**SHORT EXERCISE 1**
Read the SGLang deployment page and decide whether each statement agrees with it. Answer yes or no for each, and quote the exact words from the page that settle it. (a) The AMD configuration asks for four MI300X GPUs. (b) Qwen3.6 has thinking mode turned off by default. (c) A chosen configuration should be saved as service.dstack.yml.

**DOCUMENT EXCERPT**

========

Skip to content

SGLang

This example shows how to deploy Qwen/Qwen3.6-27B using SGLang and dstack.

For a DeepSeek-V4-Pro deployment on B200:8, see the DeepSeek V4 model page.

Apply a configuration

Here's an example of a service that deploys Qwen/Qwen3.6-27B using SGLang.

type: service
name: qwen36

image: lmsysorg/sglang:v0.5.10.post1

commands:
  - |
    sglang serve \
      --model-path Qwen/Qwen3.6-27B \
      --host 0.0.0.0 \
      --port 30000 \
      --tp $DSTACK_GPUS_NUM \
      --reasoning-parser qwen3 \
      --mem-fraction-static 0.8 \
      --context-length 262144

port: 30000
model: Qwen/Qwen3.6-27B

volumes:
  - instance_path: /root/.cache
    path: /root/.cache
    optional: true

resources:
  shm_size: 16GB
  gpu: H100:4

type: service
name: qwen36

image: lmsysorg/sglang:v0.5.10-rocm720-mi30x

commands:
  - |
    sglang serve \
      --model-path Qwen/Qwen3.6-27B \
      --host 0.0.0.0 \
      --port 30000 \
      --tp $DSTACK_GPUS_NUM \
      --reasoning-parser qwen3 \
      --mem-fraction-static 0.8 \
      --context-length 262144

port: 30000
model: Qwen/Qwen3.6-27B

volumes:
  - instance_path: /root/.cache
    path: /root/.cache
    optional: true

resources:
  cpu: 52..
  memory: 896GB..
  shm_size: 16GB
  disk: 450GB..
  gpu: MI300X:4

The AMD example keeps the deployment close to the upstream Qwen and SGLang guidance: a pinned ROCm image, tensor parallelism across all four GPUs, and the standard qwen3 reasoning parser without extra ROCm-specific tuning flags.

Save one of the configurations above as service.dstack.yml, then use the dstack apply command.

$ dstack apply -f service.dstack.yml

If no gateway is created, the service endpoint will be available at <dstack server URL>/proxy/services/<project name>/<run name>/.

curl http://127.0.0.1:3000/proxy/services/main/qwen36/v1/chat/completions \
    -X POST \
    -H 'Authorization: Bearer &lt;user token&gt;' \
    -H 'Content-Type: application/json' \
    -d '{
      "model": "Qwen/Qwen3.6-27B",
      "messages": [
        {
          "role": "user",
          "content": "A bat and a ball cost $1.10 total. The bat costs $1.00 more than the ball. How much does the ball cost? Answer with just the dollar amount."
        }
      ],
      "separate_reasoning": true,
      "max_tokens": 1024
    }'

Qwen3.6 uses thinking mode by default. To disable thinking, pass "chat_template_kwargs": {"enable_thinking": false} in the request body. To enable tool calling, add --tool-call-parser qwen3_coder to the serve command.

========

**DATA LINES**
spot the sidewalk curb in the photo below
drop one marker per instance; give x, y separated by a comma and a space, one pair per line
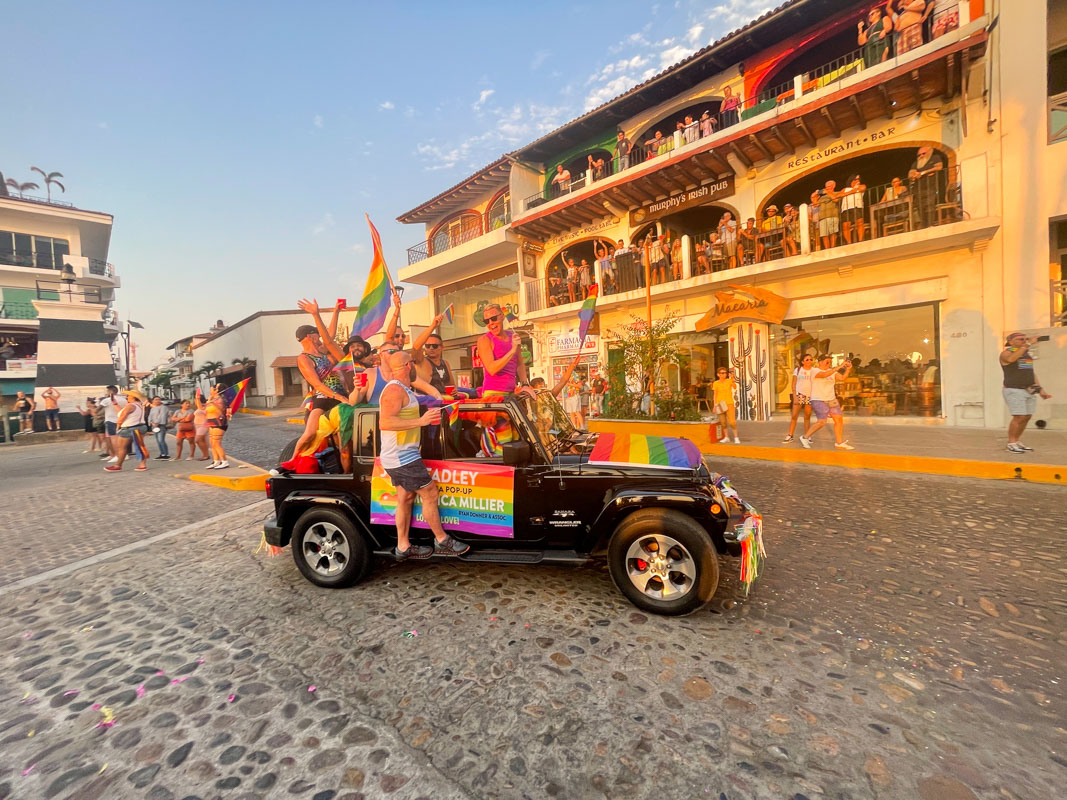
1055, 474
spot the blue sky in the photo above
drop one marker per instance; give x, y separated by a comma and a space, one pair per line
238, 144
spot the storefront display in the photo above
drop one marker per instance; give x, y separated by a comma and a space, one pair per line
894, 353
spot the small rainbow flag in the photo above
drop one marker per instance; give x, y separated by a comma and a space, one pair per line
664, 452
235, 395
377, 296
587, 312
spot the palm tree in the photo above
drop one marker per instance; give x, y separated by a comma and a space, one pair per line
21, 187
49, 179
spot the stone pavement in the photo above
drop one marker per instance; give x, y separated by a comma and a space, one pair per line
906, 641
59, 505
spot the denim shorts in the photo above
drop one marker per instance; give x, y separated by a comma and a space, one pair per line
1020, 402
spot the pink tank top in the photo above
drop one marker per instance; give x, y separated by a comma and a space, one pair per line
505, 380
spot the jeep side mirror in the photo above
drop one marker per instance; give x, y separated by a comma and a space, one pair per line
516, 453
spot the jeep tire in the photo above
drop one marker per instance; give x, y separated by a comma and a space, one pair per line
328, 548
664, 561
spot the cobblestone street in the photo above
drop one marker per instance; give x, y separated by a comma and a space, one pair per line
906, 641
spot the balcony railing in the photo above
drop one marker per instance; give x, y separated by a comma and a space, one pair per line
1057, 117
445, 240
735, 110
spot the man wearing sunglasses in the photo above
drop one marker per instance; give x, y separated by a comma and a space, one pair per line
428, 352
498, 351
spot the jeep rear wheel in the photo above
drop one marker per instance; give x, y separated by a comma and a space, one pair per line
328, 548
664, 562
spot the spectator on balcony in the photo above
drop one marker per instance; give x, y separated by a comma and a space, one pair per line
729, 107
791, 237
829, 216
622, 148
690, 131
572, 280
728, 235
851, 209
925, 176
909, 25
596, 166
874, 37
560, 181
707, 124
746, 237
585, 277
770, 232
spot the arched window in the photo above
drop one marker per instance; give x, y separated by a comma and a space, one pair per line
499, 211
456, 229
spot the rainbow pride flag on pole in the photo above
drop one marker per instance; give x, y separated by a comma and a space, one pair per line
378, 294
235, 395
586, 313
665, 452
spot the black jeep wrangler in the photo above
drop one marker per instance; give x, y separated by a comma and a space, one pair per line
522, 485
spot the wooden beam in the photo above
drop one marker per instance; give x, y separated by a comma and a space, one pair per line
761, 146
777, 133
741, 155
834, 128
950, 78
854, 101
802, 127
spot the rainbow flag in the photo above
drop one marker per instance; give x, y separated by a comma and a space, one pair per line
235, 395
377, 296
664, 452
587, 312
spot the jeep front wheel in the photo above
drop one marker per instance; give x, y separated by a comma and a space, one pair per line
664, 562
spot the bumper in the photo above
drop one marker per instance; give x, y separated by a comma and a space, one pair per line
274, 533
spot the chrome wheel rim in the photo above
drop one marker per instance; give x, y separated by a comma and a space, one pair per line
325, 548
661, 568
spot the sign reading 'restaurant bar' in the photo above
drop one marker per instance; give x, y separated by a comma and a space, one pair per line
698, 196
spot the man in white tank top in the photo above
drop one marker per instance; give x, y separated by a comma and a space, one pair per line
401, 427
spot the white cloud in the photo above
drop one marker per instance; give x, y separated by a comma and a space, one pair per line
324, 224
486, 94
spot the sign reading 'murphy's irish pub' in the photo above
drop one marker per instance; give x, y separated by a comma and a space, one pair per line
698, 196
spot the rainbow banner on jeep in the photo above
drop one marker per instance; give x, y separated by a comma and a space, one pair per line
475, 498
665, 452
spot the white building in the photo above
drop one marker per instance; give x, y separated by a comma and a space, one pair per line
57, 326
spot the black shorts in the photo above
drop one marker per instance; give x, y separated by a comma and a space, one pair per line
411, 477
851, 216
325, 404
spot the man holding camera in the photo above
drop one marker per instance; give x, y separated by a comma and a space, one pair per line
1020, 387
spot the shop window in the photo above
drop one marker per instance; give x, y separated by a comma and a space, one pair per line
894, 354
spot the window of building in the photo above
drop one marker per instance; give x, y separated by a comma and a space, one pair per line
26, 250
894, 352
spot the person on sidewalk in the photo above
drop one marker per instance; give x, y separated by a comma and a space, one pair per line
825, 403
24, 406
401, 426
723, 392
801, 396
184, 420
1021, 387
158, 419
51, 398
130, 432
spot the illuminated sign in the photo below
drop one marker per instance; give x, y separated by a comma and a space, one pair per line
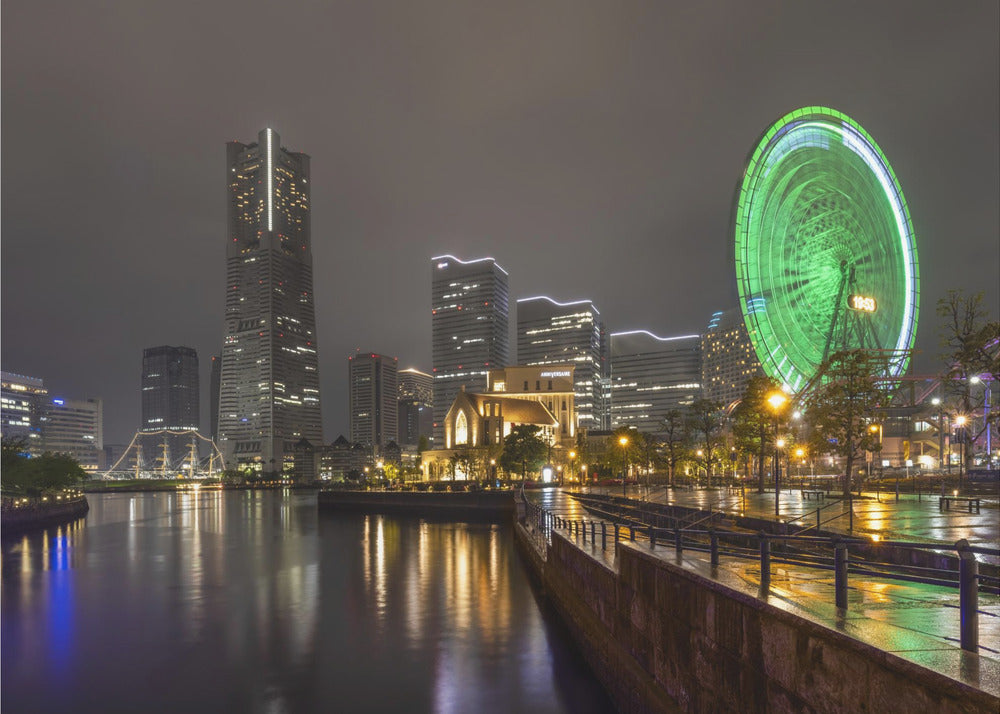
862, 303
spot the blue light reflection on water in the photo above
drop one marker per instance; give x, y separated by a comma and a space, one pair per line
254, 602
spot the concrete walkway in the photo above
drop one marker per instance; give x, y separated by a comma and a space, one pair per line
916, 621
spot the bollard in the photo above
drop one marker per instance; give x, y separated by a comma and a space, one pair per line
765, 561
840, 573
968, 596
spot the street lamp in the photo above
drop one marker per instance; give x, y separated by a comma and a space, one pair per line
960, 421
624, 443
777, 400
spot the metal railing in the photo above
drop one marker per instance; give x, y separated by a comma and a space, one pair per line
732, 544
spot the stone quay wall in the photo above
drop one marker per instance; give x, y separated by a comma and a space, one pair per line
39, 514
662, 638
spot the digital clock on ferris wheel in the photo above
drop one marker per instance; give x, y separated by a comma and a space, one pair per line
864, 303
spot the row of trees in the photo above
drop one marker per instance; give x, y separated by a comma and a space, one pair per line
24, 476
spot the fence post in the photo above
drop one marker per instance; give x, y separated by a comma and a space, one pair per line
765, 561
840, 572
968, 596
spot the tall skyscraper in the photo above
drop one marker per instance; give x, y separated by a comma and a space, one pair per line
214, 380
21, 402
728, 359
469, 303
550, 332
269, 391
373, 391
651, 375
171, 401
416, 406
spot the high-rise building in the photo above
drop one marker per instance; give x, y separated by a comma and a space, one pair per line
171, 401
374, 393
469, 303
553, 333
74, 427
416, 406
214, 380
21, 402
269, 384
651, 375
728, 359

========

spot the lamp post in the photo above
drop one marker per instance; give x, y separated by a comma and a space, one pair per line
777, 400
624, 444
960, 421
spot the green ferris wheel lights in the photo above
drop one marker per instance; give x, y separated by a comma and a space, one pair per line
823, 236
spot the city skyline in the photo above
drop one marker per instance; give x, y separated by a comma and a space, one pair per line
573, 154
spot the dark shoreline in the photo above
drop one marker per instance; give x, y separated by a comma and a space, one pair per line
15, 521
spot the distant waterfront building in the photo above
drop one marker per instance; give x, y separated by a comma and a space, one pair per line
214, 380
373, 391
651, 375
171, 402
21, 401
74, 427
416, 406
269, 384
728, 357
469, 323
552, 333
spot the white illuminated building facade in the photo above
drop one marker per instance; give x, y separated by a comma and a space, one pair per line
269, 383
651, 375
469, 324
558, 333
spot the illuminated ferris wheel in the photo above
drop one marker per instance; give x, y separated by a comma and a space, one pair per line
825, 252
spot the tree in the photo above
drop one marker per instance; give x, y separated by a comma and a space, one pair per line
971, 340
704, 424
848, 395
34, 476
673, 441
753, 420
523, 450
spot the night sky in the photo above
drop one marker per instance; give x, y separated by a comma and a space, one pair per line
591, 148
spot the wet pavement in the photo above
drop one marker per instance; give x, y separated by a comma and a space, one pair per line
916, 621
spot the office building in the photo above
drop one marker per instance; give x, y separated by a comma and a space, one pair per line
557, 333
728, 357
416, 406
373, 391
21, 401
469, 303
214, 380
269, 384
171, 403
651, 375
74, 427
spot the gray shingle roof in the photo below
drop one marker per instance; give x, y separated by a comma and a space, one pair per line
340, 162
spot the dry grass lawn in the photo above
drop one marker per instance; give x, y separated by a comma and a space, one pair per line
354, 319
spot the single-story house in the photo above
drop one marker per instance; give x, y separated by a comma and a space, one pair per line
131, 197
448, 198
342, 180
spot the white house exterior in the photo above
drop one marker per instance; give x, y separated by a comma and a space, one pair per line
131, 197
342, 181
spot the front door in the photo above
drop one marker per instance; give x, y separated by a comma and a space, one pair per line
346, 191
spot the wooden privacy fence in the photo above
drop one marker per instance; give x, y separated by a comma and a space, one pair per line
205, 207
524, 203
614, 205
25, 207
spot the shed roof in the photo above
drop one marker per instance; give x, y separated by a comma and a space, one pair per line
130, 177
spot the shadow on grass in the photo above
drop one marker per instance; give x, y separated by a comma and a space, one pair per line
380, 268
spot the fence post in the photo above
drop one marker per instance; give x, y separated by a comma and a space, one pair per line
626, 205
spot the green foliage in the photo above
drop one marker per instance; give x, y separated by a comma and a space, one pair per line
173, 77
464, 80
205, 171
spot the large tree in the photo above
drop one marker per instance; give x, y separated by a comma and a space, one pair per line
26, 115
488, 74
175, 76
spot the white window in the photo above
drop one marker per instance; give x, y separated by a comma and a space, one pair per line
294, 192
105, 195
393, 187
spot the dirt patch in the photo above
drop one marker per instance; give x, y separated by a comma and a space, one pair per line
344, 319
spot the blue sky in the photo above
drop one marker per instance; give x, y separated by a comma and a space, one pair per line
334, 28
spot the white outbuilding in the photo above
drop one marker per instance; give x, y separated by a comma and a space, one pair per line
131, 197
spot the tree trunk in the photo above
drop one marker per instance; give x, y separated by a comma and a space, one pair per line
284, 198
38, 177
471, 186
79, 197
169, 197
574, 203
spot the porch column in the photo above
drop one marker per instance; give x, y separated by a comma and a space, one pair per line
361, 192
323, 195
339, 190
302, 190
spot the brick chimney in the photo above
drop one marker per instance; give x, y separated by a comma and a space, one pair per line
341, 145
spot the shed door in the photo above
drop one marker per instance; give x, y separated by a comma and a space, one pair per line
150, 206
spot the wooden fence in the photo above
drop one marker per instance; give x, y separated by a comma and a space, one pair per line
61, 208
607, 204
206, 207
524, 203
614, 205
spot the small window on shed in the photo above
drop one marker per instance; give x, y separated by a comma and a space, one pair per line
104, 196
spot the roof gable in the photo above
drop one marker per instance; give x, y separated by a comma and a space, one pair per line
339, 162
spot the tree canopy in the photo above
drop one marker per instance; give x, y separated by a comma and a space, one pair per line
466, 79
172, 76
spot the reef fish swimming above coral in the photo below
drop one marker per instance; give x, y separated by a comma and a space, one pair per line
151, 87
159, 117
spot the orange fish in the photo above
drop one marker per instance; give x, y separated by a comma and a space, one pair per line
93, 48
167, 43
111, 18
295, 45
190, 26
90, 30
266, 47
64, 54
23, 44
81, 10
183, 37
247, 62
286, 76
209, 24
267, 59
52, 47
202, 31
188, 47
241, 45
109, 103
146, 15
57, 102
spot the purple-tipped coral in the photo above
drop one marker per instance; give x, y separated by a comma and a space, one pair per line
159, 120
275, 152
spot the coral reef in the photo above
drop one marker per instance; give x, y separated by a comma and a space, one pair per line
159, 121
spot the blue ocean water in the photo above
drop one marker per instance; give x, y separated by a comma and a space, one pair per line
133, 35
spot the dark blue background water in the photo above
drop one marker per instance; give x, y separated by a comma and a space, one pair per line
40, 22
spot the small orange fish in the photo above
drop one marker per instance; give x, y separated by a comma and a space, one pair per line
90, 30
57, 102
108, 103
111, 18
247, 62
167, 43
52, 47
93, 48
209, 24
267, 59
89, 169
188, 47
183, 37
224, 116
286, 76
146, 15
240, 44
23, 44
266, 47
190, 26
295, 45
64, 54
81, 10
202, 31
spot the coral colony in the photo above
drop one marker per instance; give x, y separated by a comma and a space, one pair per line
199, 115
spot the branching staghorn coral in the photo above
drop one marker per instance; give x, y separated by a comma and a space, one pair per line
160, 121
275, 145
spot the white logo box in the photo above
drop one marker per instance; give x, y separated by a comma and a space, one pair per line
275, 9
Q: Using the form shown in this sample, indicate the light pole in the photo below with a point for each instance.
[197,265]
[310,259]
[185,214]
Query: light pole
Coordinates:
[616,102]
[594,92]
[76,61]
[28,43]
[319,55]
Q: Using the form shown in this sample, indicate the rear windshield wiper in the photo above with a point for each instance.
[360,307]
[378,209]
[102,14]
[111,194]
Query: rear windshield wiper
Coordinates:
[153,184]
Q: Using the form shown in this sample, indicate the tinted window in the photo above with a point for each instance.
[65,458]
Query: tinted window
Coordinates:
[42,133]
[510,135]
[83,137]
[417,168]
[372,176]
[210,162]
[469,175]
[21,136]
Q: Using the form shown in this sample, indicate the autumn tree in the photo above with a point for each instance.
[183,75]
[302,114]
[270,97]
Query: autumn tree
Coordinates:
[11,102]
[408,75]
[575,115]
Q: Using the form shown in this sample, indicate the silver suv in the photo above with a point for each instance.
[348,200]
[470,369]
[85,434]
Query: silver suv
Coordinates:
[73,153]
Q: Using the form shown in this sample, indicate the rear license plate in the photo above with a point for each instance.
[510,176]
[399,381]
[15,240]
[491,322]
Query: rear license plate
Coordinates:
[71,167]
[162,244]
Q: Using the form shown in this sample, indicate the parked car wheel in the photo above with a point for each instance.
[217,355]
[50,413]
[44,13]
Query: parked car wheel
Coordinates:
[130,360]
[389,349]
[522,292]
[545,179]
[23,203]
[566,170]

========

**SHORT EXERCISE 2**
Gather every line of the records that contains the word "tank", and copy each one in full.

**COMPLETE RESPONSE 1**
(a) Yes: "gpu: MI300X:4"
(b) No: "Qwen3.6 uses thinking mode by default."
(c) Yes: "Save one of the configurations above as service.dstack.yml"

**COMPLETE RESPONSE 2**
spot the pink tank top in the photo above
spot the man in white tank top in the photo above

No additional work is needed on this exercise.